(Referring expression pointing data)
★ ★ ★

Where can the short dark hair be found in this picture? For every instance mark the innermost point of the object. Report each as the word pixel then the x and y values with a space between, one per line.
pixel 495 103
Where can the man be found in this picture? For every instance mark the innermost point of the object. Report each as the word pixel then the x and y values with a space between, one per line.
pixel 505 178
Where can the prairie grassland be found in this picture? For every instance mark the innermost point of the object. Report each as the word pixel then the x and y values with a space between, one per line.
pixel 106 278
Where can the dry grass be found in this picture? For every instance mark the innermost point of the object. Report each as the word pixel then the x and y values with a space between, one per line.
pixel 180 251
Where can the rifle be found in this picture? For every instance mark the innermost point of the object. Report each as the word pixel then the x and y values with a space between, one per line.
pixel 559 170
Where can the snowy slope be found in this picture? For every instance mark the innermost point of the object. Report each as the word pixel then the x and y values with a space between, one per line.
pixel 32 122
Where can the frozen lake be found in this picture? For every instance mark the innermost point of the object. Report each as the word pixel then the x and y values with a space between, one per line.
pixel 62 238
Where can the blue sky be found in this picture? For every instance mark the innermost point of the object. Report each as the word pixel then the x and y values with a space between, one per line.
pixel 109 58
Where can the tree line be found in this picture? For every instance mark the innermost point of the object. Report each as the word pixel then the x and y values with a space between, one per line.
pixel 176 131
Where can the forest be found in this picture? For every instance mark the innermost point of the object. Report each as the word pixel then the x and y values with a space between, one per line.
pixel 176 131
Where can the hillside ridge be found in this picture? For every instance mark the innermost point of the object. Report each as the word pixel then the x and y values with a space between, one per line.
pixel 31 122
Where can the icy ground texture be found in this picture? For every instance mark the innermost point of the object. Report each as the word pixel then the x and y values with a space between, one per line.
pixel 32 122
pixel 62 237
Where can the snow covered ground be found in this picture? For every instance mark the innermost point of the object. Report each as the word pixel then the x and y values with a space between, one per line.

★ ★ ★

*Instructions to follow*
Your reply should hold all the entries, each repeated without a single change.

*Answer for this exercise*
Where can the short dark hair be found in this picture? For every instance mark the innermost point of the object. Report each as the word pixel then the x and y values with a space between, one per line.
pixel 495 103
Where can the man be found in this picture? For every instance mark the innermost point of the object. Report each as the word pixel then the x and y values with a space between, one per line.
pixel 505 178
Where can the prairie grassland be found in this picture? For every instance mark the innermost point of the object. Report each as the word pixel then the x and y values with a space between, one per line.
pixel 106 278
Where can the dry grass be found in this picture? For every instance mark the innermost point of the object. Report each as the word pixel then the x and y values with a space between, one per line.
pixel 180 251
Where can the rifle be found in this picture? For every instance mark the innermost point of the object. Report each as the word pixel then the x and y values with a space between, one per line.
pixel 559 170
Where can the snowy slope be found in this picture? For every instance mark the innermost point of the object. Report each as the word pixel then the x and y values with a space between, one per line.
pixel 32 122
Where can the frozen lake be found in this picture? For every instance mark the innermost point of the object. Report each as the word pixel then the x and y values with a space between, one per line.
pixel 62 238
Where can the blue sky be found in this picture? For every instance mark the innermost point of the object. Report each as the word pixel then the x and y values with a space between, one per line.
pixel 109 58
Where can the tree line be found in this picture? For every instance mark the innermost point of the object. Report each as the word pixel then the x and y values with a space between, one per line.
pixel 176 131
Where can the forest be found in this picture? For every instance mark the innermost point of the object. Report each as the word pixel then the x and y values with a space between, one per line.
pixel 176 131
Where can the hillside ridge be found in this picture? For every instance mark the innermost point of the object. Report each as the word pixel then the x and y values with a space between, one per line.
pixel 31 122
Where can the icy ground texture be found in this picture? For every instance mark the innermost point of the object. Report each as the word pixel then the x and y values with a space between, one per line.
pixel 32 122
pixel 62 237
Where can the snow covered ground be found in this picture? For every instance mark the innermost point of the object. Report each as the word pixel then the x and y values with a space between, one per line.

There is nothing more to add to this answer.